GIVEN INFORMATION:
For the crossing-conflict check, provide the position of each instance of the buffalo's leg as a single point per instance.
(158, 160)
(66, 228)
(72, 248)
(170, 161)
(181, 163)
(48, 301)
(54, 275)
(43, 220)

WHAT YOU ARE ASKED TO DO: Reproduce the lines above character for character, with nothing changed.

SOLUTION FOR THIS TASK:
For the crossing-conflict check, provide the position of each instance of the buffalo's leg as a single point per instance.
(158, 160)
(66, 228)
(72, 248)
(170, 161)
(181, 163)
(48, 301)
(54, 275)
(43, 220)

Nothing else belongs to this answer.